## TEXTO DE ORIGEM
>>>

Primeiro, veio a recepção da imprensa internacional, que tratou o filme quase unanimemente a pedradas. Depois, a consagração do júri no Festival de Berlim, com a escolha de "Tropa de Elite" para receber o Urso de Ouro. Entre os dois, repetiu-se o mesmo fenômeno midiático que cercou o lançamento do filme no Brasil e seu conseqüente ótimo resultado nas bilheterias, numa espécie de confirmação do velho ditado "falem mal, mas falem de mim".
Já as acusações recorrentes de "fascismo", que voltaram a circular nas críticas feitas ao filme, desta vez pela imprensa internacional, chamam a atenção por constituir a reação quase universal daqueles que repudiam o filme de José Padilha. Resta saber a que fascismo se referem.
O retorno iminente de outro herói, John Rambo, também considerado em seu tempo um ícone do fascismo, um portador do pior da América dos anos Reagan, ajuda a estabelecer algumas nuanças relativas ao uso indiscriminado dessa expressão, que faz as vezes de xingamento.

Fuzil apontado
Quando assisti ao filme de Padilha pela primeira vez, já havia lido e relido textos que atacavam o filme pelo suposto teor fascista de sua mensagem.
Mas, diante do plano final, com aquele fuzil apontado contra a cara de todos na platéia, saí da sessão a me perguntar se é o filme que é fascista ou se ele traz à tona, de modo astuto e insidioso, nosso fascismo cotidiano e inconfessável sob a forma de desejo de extermínio.
Pelo fato de essa reação comportar a ambigüidade, provocar esse ruído em sua recepção, fiquei convencido de que "Tropa de Elite" trazia algo de saudável. O que se confirmou em seguida, com a calorosa e importante discussão social provocada pelo filme.
Por outro lado, é preciso reiterar que o ótimo desempenho de bilheteria do longa de Padilha se deve em parte às platéias que cultuam o Capitão Nascimento como uma versão longe de Hollywood e perto do coração do velho e sempre eficaz Rambo.
Não à toa seu bordão pegou, dizem, no meio dos pitboys e outras espécies de aborígenes. E paira a dúvida, acima de tudo, se o filme teria tido tanto sucesso se houvesse algum tipo de punição às atitudes do Capitão Nascimento.
Já o retorno do soldado programado para matar, encarnado ainda uma vez pelo agora sessentão Sylvester Stallone, é um filme que não provoca nenhum tipo de ambigüidade.
Tudo recomeça com Sly do seu jeito Rambinho Paz e Amor, quieto no seu recanto tailandês enquanto militares birmaneses abastecidos pelo tráfico de drogas praticam genocídio na vizinhança.
Basta, porém, que um grupo de defensores de direitos humanos, obviamente americanos brancos e cristãos, sejam atacados para que Rambo se transforme ainda uma vez em eficaz máquina de extermínio.

<<<

## O QUE SE PEDE
A: No texto sobre "Tropa de Elite", qual prêmio o filme recebeu do júri no Festival de Berlim?
B: Por favor, retome o texto sobre "Tropa de Elite" e Rambo e escreva a continuação a partir da última frase.

## DADOS COLETADOS
>>>

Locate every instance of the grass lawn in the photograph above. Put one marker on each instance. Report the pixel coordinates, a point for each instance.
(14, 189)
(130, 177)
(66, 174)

<<<

## RESULTADOS POR TAREFA
A: O Urso de Ouro.

B:
À diferença do personagem de Wagner Moura, o de Stallone não admite opções. Seu funcionamento robótico é o mesmo das máquinas, nas quais, uma vez que seu mecanismo é posto para funcionar, não há nada que as controle.

Heróis brutamontes
E só nos resta torcer para que ele elimine o maior número possível de inimigos, retratados mais uma vez como uma sub-espécie de militares do Terceiro Mundo, todos sem nome, interpretados de modo a reiterar a animalidade dos tipos, ou seja, banir da tela qualquer resquício de humanidade ou de valores humanistas, tanto de um lado como de outro das metralhadoras.
Isso tudo faz lembrar "Cobra", outro filme protagonizado por Stallone nos anos 80, que provocou reações semelhantes e teve várias cenas cortadas pela censura brasileira -a distribuidora acabou retirando-o de cartaz às pressas.
Sob o slogan "o crime é uma doença; eu sou a cura", o tenente Mario Cobretti, vulgo Cobra, satisfazia os delírios sanguinários de platéias cujo desejo de diversão rima sem pudores com destruição.
O que não se vê em toda essa linhagem de heróis brutamontes é a ação corrosiva da dúvida. Nenhum deles sofre de pânico ou assume ter planos de abandonar aquele tipo de vida, como Nascimento.
Não se trata aqui, obviamente, de encontrar rastros de humanidade para poupar o personagem de Wagner Moura dos significados negativos que ele encarna. É inegável que há uma atitude de eliminação em sua relação de poder com aqueles que persegue.
Além disso, a narração do filme em "off" funciona como elemento fortíssimo de identificação. E Padilha certamente levou isso em conta como potencial isca de bilheteria, mesmo sob o risco de elevar um exterminador ao patamar de herói.
Mas há nele outra força inoculada, que John Rambo trocou pelo exclusivo uso dos músculos: a dúvida.